> [Challenges]
1 – In the reinforcement learning transcript, which exploration method is named as an example?
2 – Quote the reinforcement learning transcript from the words "Thanks for raising" through the words "very precious information.".

> [Passage provided]
Thanks for raising this question. I think it's more a philosophy or or kind of a change in viewpoint. Coming from classical RL, very much is really online. So you you make an experience, you update your policy, you have the next experience, you update the policy. And NFQ was already kind of deviating from that, in saying Okay, no, the the experience that you have, it's actual, very precious information.

Martin: 42:12

You shouldn't throw it away, but you should reuse it over and over again to be get become data efficient. What's still done in in the class or coming from the classical reinforcement learning work is that you basically always follow a policy and then exploration is kind of triggered by this policy by doing epsilon greedy exploration as one example or having another scheme that is added to that policy. And with this collect and infer, I wanted just to to change the viewpoint a bit and say, look, it's it's really if you wanna get data efficient, then one thing is really important that if you have a set of data, then you should really squeeze out everything. It's not just probably making one gradient step, but make as many gradient steps as you wish because the important step is not the computation or the important thing for me is not the computation that goes into it, but it's really that, the experience with the real world that is what what is costly in the data efficient framework. For example, if you want to control a robot, then every single step that you do in the real world costs you something with respect of time.

> [Data entries]

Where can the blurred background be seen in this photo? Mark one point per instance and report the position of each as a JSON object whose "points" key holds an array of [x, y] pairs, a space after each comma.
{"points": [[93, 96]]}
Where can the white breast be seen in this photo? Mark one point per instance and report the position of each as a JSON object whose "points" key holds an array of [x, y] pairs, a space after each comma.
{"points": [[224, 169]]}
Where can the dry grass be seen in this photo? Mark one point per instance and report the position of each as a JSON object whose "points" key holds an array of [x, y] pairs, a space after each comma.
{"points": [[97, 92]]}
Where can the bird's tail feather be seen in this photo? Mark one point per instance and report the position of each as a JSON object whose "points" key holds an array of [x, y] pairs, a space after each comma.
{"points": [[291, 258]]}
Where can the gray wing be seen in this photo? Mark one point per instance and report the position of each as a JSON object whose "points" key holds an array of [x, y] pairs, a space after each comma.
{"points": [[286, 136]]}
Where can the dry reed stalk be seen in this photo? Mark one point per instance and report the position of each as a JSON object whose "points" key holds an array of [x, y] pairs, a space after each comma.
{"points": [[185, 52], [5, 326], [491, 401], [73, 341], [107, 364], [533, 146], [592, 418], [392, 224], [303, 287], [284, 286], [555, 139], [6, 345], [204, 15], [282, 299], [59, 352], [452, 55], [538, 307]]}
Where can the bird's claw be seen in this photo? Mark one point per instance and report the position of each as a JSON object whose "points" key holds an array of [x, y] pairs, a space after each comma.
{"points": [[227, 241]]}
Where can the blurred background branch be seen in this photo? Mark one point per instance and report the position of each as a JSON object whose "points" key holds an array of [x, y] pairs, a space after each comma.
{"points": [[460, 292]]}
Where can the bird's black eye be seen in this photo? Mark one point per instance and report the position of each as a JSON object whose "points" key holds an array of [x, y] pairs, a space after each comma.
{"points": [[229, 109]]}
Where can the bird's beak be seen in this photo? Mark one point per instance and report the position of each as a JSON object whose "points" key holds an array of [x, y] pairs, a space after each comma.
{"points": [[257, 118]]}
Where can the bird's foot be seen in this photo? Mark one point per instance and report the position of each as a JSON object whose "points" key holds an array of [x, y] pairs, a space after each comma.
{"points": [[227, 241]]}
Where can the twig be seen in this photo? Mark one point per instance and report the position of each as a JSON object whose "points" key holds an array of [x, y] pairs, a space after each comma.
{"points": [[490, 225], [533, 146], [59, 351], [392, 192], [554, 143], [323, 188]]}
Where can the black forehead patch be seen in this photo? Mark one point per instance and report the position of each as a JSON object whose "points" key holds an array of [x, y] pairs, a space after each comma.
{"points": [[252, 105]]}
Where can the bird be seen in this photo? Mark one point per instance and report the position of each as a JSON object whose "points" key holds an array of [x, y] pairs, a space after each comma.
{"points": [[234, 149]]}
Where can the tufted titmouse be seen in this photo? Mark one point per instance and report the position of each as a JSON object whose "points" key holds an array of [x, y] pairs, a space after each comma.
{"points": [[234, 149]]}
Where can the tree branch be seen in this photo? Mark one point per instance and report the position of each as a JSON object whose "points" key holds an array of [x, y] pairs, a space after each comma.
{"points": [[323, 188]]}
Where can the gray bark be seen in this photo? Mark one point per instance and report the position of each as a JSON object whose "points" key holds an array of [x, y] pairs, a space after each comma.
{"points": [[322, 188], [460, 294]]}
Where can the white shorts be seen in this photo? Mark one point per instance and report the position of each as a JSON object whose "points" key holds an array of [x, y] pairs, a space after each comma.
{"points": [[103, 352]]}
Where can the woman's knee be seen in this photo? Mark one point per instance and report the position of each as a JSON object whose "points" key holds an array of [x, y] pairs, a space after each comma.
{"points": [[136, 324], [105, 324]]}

> [Solved problems]
1 – Epsilon greedy exploration.

2 –
Thanks for raising this question. I think it's more a philosophy or or kind of a change in viewpoint. Coming from classical RL, very much is really online. So you you make an experience, you update your policy, you have the next experience, you update the policy. And NFQ was already kind of deviating from that, in saying Okay, no, the the experience that you have, it's actual, very precious information.